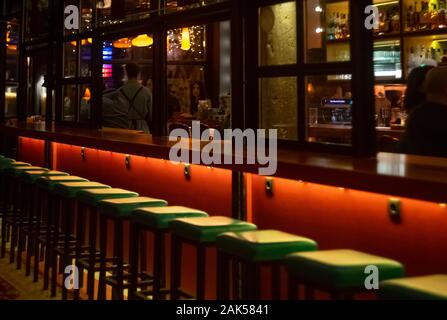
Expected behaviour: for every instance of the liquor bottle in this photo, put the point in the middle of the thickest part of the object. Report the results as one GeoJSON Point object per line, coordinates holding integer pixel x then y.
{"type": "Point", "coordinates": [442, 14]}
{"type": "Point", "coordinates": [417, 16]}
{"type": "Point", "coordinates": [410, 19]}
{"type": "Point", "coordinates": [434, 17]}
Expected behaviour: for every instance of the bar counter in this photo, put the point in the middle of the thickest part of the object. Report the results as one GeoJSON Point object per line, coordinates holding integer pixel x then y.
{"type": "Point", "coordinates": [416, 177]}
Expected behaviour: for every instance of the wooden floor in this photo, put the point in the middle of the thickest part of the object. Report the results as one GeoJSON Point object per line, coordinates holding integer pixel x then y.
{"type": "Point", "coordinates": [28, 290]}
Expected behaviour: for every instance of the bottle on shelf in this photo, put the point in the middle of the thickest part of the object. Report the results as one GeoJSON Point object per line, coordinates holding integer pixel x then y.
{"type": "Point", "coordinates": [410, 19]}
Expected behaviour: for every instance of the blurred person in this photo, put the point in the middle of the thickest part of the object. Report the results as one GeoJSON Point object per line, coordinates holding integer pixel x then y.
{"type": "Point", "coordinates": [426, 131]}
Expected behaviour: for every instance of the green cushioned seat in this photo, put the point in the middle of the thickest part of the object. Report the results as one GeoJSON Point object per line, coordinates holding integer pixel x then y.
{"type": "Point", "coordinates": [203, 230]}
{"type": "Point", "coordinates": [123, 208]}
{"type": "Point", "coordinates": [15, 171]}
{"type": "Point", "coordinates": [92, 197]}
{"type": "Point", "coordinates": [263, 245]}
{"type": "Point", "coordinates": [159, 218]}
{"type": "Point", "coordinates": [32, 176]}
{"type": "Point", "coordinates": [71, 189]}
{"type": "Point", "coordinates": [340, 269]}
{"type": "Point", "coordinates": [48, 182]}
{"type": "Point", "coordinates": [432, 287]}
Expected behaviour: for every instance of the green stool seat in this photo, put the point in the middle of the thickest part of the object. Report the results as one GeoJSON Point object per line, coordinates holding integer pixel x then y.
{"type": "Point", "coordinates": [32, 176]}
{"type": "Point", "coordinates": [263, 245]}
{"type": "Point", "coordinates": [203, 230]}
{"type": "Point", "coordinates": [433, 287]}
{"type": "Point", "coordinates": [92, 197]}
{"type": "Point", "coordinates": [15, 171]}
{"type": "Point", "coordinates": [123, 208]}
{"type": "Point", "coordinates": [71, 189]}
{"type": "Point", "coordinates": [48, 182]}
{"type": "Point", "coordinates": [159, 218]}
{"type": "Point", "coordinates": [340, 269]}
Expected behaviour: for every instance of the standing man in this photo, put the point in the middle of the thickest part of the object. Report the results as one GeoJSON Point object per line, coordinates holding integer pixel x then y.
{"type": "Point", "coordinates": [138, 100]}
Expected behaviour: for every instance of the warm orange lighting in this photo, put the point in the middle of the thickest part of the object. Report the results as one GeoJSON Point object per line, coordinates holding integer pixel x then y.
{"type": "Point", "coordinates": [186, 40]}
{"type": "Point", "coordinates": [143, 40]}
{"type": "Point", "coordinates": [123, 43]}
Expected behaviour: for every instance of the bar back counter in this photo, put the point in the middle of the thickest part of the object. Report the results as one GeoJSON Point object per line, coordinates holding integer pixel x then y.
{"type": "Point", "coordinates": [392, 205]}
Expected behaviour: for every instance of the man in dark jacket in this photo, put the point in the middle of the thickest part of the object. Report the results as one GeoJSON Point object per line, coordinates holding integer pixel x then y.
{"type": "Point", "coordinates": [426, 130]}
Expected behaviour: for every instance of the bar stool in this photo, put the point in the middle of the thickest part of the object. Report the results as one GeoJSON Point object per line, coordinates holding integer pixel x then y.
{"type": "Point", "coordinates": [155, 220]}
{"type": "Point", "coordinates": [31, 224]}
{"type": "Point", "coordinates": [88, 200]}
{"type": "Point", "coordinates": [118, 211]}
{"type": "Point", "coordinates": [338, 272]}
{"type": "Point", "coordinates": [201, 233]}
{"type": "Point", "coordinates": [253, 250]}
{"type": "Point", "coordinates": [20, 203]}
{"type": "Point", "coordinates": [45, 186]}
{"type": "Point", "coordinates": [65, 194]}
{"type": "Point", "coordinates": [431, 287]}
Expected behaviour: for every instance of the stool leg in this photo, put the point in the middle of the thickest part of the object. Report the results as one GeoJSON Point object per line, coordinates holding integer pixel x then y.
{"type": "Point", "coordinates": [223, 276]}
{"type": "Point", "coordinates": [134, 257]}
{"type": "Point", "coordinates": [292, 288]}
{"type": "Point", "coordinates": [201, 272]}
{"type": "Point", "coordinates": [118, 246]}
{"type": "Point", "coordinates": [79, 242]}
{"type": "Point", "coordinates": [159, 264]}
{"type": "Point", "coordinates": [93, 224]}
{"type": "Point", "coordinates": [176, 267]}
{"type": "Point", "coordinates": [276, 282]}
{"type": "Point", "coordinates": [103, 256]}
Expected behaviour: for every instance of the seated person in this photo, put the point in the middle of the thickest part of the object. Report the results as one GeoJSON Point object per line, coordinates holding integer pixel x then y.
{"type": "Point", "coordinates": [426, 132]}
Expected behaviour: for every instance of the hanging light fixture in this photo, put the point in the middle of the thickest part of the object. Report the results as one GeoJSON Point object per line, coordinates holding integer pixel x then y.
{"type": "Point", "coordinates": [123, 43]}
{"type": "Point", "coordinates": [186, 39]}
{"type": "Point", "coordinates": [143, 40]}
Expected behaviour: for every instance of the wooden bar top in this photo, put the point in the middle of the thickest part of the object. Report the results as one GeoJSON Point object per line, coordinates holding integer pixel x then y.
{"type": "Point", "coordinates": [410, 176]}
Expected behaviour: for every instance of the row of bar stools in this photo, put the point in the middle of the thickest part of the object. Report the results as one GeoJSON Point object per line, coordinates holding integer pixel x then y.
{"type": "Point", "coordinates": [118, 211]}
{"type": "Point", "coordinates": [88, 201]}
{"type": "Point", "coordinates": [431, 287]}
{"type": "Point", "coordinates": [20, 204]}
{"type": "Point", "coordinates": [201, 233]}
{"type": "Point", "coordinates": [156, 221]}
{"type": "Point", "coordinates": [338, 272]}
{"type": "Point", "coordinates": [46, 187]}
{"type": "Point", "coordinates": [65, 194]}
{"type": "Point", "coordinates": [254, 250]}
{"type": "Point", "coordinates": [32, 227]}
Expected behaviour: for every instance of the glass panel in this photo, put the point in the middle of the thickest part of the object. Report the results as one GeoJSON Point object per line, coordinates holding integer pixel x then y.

» **TASK TO COMPLETE**: Return the data exactly as it stands, minus the pictures.

» **WRITTEN ANSWER**:
Expected behaviour: for every instance of the liquor bottle in this photo, put the point in the middle of the thickest part of the object. Report the results as one GeoJSON Point object per line, coordinates holding integer pixel x then y.
{"type": "Point", "coordinates": [442, 14]}
{"type": "Point", "coordinates": [417, 16]}
{"type": "Point", "coordinates": [410, 19]}
{"type": "Point", "coordinates": [434, 17]}
Expected behaviour: for every instance of the bar counter in this photo, put the point in the middle of the thickest part of the object. Report the results as one GeoJSON Point object per line, coordinates holding integer pixel x then y.
{"type": "Point", "coordinates": [416, 177]}
Expected behaviour: for every instance of the wooden floor in this photo, put the point in the middle of the thickest part of the object. Report the results as one GeoJSON Point object per line, coordinates holding integer pixel x then y.
{"type": "Point", "coordinates": [28, 290]}
Expected behaviour: for every instance of the bottle on shelf in this photo, put the point in the middle of the thickest part of the object. Report the results as one GeoJSON Point object per line, coordinates holding integer pixel x then y.
{"type": "Point", "coordinates": [410, 19]}
Expected behaviour: for every instance of the blurred person in this photo, put the point in the middle of the thickest part of the object. Report the results as one GeoJSON Point object per line, coordinates holding integer pixel x then y.
{"type": "Point", "coordinates": [426, 131]}
Expected behaviour: for every instance of the green cushioned seat in this photo, put the point in the middle of the thickest part of the object. Report the results as one GeoJSON Point object per line, coordinates holding integer pixel x then y.
{"type": "Point", "coordinates": [203, 230]}
{"type": "Point", "coordinates": [123, 208]}
{"type": "Point", "coordinates": [15, 171]}
{"type": "Point", "coordinates": [92, 197]}
{"type": "Point", "coordinates": [263, 245]}
{"type": "Point", "coordinates": [159, 218]}
{"type": "Point", "coordinates": [32, 176]}
{"type": "Point", "coordinates": [71, 189]}
{"type": "Point", "coordinates": [340, 269]}
{"type": "Point", "coordinates": [48, 182]}
{"type": "Point", "coordinates": [432, 287]}
Expected behaviour: for every instance of the green stool seat in this photo, put the point in the middle of the thickest part of the object. Report the results as one GeoJSON Point object per line, coordinates holding integer pixel x then y.
{"type": "Point", "coordinates": [32, 176]}
{"type": "Point", "coordinates": [263, 245]}
{"type": "Point", "coordinates": [203, 230]}
{"type": "Point", "coordinates": [433, 287]}
{"type": "Point", "coordinates": [92, 197]}
{"type": "Point", "coordinates": [15, 171]}
{"type": "Point", "coordinates": [123, 208]}
{"type": "Point", "coordinates": [71, 189]}
{"type": "Point", "coordinates": [48, 182]}
{"type": "Point", "coordinates": [159, 218]}
{"type": "Point", "coordinates": [340, 269]}
Expected behaviour: for every instance of the standing man in this photo, put the point in the middle of the thickest part of the object. Report the results as one GeoJSON Point object per line, coordinates holding integer pixel x then y.
{"type": "Point", "coordinates": [138, 100]}
Expected behaviour: for every instance of the warm orange lighting in this photo, put the point in the middle of the thickest part of the object. Report the results as one GeoJSON Point object per line, coordinates holding integer pixel x then y.
{"type": "Point", "coordinates": [186, 40]}
{"type": "Point", "coordinates": [143, 40]}
{"type": "Point", "coordinates": [123, 43]}
Expected behaviour: for every instance of the bar back counter in this photo, put the point in the middle of the thickest part of the object. Report the results as one GeoJSON Point object per line, coordinates holding integer pixel x then y.
{"type": "Point", "coordinates": [392, 205]}
Expected behaviour: for every instance of the man in dark jacket in this photo, put the point in the middle of the thickest part of the object. Report the results as one GeoJSON Point object per line, coordinates holding integer pixel x then y.
{"type": "Point", "coordinates": [426, 130]}
Expected behaviour: for every instance of the bar stool in this photo, put the point in the middle of the thickest part of the object. Report the results as one GeoJSON Point object per line, coordinates holding integer pixel x then y.
{"type": "Point", "coordinates": [155, 220]}
{"type": "Point", "coordinates": [31, 224]}
{"type": "Point", "coordinates": [88, 200]}
{"type": "Point", "coordinates": [118, 211]}
{"type": "Point", "coordinates": [338, 272]}
{"type": "Point", "coordinates": [201, 233]}
{"type": "Point", "coordinates": [253, 250]}
{"type": "Point", "coordinates": [20, 203]}
{"type": "Point", "coordinates": [45, 186]}
{"type": "Point", "coordinates": [65, 194]}
{"type": "Point", "coordinates": [431, 287]}
Expected behaviour: for every instance of the stool leg in this photo, put the point in the middle of the thickest part of the object. Report the results as one GeoJSON Point object per line, coordinates holding integer pixel x then y.
{"type": "Point", "coordinates": [223, 276]}
{"type": "Point", "coordinates": [134, 257]}
{"type": "Point", "coordinates": [292, 288]}
{"type": "Point", "coordinates": [201, 272]}
{"type": "Point", "coordinates": [118, 246]}
{"type": "Point", "coordinates": [79, 242]}
{"type": "Point", "coordinates": [159, 264]}
{"type": "Point", "coordinates": [93, 224]}
{"type": "Point", "coordinates": [176, 267]}
{"type": "Point", "coordinates": [276, 282]}
{"type": "Point", "coordinates": [103, 256]}
Expected behaviour: for every instance of the seated person in this photo, put the point in the middle of the thickest part of the object. Report the results as one GeoJSON Point object per line, coordinates holding integer pixel x then y.
{"type": "Point", "coordinates": [426, 132]}
Expected behaviour: for every instance of the hanging light fixture in this photo, put the point in the middle of the thickest part of the object. Report the results as one GeoJSON Point object per line, coordinates holding integer pixel x then y.
{"type": "Point", "coordinates": [123, 43]}
{"type": "Point", "coordinates": [186, 39]}
{"type": "Point", "coordinates": [143, 40]}
Expected behaviour: for every instance of the wooden bar top in this photo, put the point in the middle of the thickest part of the object. Report the results as one GeoJSON Point object per line, coordinates holding integer pixel x then y.
{"type": "Point", "coordinates": [410, 176]}
Expected behaviour: for every instance of the row of bar stools in this photo, put the point in the middle of the thickest part of the object. Report the results as one GeoJSON Point object per line, coordinates holding integer pixel x then y.
{"type": "Point", "coordinates": [118, 211]}
{"type": "Point", "coordinates": [88, 201]}
{"type": "Point", "coordinates": [431, 287]}
{"type": "Point", "coordinates": [20, 204]}
{"type": "Point", "coordinates": [201, 233]}
{"type": "Point", "coordinates": [156, 221]}
{"type": "Point", "coordinates": [338, 272]}
{"type": "Point", "coordinates": [46, 187]}
{"type": "Point", "coordinates": [65, 194]}
{"type": "Point", "coordinates": [254, 250]}
{"type": "Point", "coordinates": [32, 227]}
Expected behaviour: for every instance of the glass panel in this photo, put the point in the middle of the thickest part of the object. Report the results as one GeoJSON Point object per line, coordinates holding integer pixel x then y.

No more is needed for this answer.